Fasting blood and 24-hour urine were collected from healthy participants when they were enrolled. Similarly, fasting blood and 24-hour urine of enrolled diabetes patients were collected before and after 12 weeks SGLT2i treatment. Weight, waist circumference (WC) and hip circumference (HC) were recorded at the same time. The 24-hour urine samples were collected to measure the concentration of proteinuria and 8-OHdG. The blood was drawn to measure AGEs, HbA1c, Scr, Ang II, blood lipids, lipoprotein, and uric acid.

Blood lipid and lipoprotein concentrations, including triglyceride (TG), total cholesterol (TC), low-density lipoprotein cholesterol (LDL-C) and high-density lipoprotein cholesterol (HDL-C), were measured by standard methods (Roche CoBAS8000 automatic biochemical analyzer). Glomerular filtration rate (eGFR) was calculated according to CKD-EPI creatinine equation. Uric acid (UA) and serum creatinine (Scr) were determined by uricase-peroxidase method and picric acid method respectively by automatic method (Beckman Coulter Biochemical analyzer, USA). HbA1c was determined by high performance liquid chromatography (HPLC) (Bio-RAD, Inc., Hercules, CA, USA). Urinary albumin was determined by immunoturbidimetry and creatinine was determined by picric acid method (Roche C701 automatic biochemical analyzer). 8-OHdG (Japan Institute for the Control of Aging, JaICA) and AGEs (CELL BIOLABS, INC) was detected by enzyme-linked immunosorbent assay (ELISA). Plasma renin activity (PRA) was assayed by direct concentration method, angiotensin II (Ang II) and Aldosterone (ALD) were determined by chemiluminescent immunoassay (Autobio Diagnostics Co, Ltd.). The data of Weight, WC, HC, HbA1c, Scr, TG, TC, LDL-C, HDL, UA had been reported [17].

Statistical analysis

The normal distribution data are presented as the mean ± standard deviation. The skewed distribution variables are expressed as the median (interquartile rang, IQR). Basic characteristics were compared by one-way ANOVA or rank-sum test according to whether the data were normally distributed. The basic characteristics were compared with the data after treatment by paired t test or paired rank sum test according to whether the data were normally distributed. Partial correlation was calculated to explore the relationships between proteinuria and 8-OHdG, AGEs with imposing control in confounding factors. Data analysis was performed using IBM SPSS Statistics 25.0 and GraphPad Prism 8.0. P values <0.05 was considered significant.

• _List of tasks_
1: Answer these questions from the methods excerpt:
(a) How many weeks of SGLT2i treatment did the diabetes patients receive between sample collections?
(b) By what method was HbA1c determined?
(c) Which software was used for data analysis?
2: List every statistical test or analysis that the methods excerpt names for comparing or relating the data.
3: Rewrite the methods excerpt's paragraph beginning "Blood lipid and lipoprotein concentrations" as a list of measurements and their methods.
The records come from a separate source and are not related to the methods excerpt.

• _Exercise data_
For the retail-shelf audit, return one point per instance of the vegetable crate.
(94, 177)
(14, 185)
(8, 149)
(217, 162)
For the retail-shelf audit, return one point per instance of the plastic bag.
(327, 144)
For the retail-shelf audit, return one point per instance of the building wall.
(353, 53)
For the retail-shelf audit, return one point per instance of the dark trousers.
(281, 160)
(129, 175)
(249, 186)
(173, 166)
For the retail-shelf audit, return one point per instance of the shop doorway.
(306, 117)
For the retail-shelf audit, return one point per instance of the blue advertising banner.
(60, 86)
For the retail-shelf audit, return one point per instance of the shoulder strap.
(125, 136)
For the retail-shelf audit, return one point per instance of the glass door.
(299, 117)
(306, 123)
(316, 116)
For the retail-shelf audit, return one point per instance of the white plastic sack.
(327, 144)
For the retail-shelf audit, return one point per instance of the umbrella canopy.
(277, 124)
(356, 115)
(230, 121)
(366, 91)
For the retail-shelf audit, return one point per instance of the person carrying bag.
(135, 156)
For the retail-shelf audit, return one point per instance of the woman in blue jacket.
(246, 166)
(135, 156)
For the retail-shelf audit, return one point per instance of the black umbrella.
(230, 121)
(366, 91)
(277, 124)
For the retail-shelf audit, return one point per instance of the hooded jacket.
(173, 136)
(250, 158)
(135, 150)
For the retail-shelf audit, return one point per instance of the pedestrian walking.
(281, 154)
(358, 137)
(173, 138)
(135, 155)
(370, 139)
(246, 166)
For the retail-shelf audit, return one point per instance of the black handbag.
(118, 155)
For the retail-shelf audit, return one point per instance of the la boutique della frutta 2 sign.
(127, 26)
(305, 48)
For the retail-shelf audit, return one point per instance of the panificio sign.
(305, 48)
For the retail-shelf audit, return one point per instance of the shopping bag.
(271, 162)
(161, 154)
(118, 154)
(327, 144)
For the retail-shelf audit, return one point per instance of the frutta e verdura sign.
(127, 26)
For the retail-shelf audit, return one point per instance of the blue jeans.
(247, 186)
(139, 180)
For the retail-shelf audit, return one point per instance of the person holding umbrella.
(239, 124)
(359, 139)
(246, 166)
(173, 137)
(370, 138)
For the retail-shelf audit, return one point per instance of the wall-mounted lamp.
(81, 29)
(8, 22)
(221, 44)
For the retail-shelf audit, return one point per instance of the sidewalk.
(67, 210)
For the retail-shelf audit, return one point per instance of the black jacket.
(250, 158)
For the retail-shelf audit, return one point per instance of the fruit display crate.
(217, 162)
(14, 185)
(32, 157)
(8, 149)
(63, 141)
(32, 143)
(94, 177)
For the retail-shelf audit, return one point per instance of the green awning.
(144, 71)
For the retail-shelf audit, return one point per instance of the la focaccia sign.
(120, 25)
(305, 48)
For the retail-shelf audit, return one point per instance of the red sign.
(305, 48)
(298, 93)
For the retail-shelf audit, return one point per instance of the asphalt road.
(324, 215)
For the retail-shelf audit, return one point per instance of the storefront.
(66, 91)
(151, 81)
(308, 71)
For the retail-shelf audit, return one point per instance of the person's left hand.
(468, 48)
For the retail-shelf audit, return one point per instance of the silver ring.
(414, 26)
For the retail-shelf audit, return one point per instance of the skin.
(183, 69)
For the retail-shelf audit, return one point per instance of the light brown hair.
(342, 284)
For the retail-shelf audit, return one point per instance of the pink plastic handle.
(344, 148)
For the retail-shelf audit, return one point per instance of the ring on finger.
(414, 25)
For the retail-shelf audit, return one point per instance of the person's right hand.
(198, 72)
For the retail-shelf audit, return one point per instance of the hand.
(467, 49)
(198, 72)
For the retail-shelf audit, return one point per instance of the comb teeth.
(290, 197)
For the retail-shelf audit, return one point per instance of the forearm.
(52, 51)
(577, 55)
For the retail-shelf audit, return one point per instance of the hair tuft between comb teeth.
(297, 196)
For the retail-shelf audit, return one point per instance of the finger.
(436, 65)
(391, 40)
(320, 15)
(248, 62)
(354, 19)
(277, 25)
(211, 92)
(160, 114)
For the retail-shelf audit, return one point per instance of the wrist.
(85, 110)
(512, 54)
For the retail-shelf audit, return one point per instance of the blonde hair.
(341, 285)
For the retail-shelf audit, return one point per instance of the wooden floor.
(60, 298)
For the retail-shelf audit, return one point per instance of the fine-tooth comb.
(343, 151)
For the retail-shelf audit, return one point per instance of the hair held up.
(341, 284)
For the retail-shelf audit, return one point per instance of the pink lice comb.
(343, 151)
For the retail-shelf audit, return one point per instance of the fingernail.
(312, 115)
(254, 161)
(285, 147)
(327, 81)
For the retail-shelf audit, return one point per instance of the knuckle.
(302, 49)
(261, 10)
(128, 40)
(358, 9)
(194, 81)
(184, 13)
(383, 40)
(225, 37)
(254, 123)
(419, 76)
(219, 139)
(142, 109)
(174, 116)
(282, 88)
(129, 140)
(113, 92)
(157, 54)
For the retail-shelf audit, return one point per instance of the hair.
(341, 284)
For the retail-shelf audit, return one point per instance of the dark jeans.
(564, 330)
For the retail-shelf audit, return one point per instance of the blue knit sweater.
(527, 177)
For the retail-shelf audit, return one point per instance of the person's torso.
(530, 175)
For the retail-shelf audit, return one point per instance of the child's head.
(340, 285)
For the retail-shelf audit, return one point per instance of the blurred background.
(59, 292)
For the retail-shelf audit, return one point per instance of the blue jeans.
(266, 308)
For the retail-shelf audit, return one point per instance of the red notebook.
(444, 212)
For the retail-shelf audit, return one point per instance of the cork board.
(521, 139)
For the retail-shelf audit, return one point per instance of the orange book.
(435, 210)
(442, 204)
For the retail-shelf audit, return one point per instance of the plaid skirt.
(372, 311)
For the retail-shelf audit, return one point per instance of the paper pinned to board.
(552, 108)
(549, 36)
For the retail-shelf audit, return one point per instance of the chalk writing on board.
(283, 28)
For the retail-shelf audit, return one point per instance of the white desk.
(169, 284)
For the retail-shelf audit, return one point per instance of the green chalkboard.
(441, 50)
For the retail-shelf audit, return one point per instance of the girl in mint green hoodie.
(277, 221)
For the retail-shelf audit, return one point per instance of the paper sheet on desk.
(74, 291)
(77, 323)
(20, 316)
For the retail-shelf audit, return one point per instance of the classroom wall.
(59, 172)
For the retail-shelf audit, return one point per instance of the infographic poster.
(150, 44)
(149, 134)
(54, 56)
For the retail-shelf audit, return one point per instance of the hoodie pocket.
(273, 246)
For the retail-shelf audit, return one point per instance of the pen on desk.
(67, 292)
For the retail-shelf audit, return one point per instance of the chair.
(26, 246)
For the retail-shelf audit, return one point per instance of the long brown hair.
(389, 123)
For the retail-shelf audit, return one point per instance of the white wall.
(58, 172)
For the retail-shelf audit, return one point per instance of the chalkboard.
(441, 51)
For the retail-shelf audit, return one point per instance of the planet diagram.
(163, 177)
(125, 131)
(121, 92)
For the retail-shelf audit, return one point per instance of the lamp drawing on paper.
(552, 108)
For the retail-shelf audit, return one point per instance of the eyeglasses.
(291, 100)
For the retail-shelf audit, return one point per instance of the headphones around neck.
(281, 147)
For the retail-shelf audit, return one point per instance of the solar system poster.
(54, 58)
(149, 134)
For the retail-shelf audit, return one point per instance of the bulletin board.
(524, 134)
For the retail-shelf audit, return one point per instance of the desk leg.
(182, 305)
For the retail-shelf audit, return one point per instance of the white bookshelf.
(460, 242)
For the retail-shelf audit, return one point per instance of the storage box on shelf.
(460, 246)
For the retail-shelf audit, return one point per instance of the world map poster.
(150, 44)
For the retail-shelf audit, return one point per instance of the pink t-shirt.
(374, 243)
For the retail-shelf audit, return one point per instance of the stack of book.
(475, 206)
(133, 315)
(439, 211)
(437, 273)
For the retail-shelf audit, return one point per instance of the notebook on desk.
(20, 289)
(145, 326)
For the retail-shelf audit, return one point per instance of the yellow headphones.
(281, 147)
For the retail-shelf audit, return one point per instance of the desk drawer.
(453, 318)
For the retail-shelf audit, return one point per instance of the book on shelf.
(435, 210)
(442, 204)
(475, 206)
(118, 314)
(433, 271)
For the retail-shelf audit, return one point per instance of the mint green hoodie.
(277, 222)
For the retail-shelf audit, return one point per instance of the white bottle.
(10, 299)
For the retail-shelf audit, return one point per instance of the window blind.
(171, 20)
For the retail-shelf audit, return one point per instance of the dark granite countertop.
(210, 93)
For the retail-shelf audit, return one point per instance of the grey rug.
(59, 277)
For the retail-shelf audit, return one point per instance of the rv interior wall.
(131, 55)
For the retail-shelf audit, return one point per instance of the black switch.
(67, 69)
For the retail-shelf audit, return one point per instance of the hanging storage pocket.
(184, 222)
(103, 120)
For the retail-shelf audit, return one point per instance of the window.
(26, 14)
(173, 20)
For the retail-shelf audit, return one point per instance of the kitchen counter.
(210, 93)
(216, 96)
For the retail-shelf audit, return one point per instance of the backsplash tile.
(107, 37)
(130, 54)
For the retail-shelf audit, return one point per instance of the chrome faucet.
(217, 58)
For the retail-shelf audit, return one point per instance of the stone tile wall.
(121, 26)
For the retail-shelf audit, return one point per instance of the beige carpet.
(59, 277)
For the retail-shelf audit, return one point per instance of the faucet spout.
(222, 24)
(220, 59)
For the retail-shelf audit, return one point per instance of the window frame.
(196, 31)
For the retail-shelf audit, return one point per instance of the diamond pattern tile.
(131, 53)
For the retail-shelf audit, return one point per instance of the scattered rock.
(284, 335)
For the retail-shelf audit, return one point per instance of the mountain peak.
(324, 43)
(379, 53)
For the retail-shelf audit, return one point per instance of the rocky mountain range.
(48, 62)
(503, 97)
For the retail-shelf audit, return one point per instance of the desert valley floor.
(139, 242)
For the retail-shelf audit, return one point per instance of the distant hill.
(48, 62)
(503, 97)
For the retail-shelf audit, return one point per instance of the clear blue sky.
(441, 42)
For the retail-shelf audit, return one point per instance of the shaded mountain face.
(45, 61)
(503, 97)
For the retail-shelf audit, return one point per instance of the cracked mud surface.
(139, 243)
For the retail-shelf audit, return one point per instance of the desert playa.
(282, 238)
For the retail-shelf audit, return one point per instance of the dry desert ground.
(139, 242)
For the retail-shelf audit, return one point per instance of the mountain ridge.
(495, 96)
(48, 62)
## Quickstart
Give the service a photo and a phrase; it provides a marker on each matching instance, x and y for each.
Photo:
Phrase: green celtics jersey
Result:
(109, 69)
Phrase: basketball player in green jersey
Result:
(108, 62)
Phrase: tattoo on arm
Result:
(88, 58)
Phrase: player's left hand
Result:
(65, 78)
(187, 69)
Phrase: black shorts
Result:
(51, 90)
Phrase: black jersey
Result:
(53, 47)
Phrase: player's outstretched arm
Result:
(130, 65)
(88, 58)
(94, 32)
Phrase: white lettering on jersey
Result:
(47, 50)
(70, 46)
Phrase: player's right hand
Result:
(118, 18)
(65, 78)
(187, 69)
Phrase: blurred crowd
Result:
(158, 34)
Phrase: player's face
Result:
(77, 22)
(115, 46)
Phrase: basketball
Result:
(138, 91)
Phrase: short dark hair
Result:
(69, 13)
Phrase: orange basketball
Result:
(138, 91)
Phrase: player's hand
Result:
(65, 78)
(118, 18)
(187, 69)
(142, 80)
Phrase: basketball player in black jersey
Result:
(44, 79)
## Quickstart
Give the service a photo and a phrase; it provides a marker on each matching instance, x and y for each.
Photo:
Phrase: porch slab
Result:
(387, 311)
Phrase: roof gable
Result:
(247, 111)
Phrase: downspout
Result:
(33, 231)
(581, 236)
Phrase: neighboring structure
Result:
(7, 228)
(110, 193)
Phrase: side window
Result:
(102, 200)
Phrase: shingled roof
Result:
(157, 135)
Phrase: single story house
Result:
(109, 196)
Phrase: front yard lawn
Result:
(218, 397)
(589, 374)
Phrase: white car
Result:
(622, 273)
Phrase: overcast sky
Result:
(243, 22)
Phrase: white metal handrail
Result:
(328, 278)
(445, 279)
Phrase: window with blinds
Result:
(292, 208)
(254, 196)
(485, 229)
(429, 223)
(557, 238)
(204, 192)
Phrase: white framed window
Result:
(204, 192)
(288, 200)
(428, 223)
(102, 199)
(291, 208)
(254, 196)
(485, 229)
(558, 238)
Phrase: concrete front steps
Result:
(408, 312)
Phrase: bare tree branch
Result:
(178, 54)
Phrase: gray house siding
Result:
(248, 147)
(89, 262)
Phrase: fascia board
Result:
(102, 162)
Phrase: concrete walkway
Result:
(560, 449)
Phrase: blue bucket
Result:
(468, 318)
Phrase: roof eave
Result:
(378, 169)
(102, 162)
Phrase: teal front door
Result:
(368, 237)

• _Solutions to the problems_
1:
(a) 12 weeks
(b) High performance liquid chromatography (HPLC)
(c) IBM SPSS Statistics 25.0 and GraphPad Prism 8.0

2:
- One-way ANOVA
- Rank-sum test
- Paired t test
- Paired rank sum test
- Partial correlation

3:
- TG, TC, LDL-C and HDL-C: standard methods on a Roche CoBAS8000 automatic biochemical analyzer
- eGFR: calculated with the CKD-EPI creatinine equation
- Uric acid and serum creatinine: uricase-peroxidase method and picric acid method, respectively, on a Beckman Coulter Biochemical analyzer
- HbA1c: HPLC (Bio-RAD)
- Urinary albumin and creatinine: immunoturbidimetry and picric acid method, respectively, on a Roche C701 automatic biochemical analyzer
- 8-OHdG (JaICA) and AGEs (CELL BIOLABS): ELISA
- Plasma renin activity: direct concentration method
- Ang II and aldosterone: chemiluminescent immunoassay (Autobio Diagnostics)
- Weight, WC, HC, HbA1c, Scr, TG, TC, LDL-C, HDL and UA data: previously reported [17]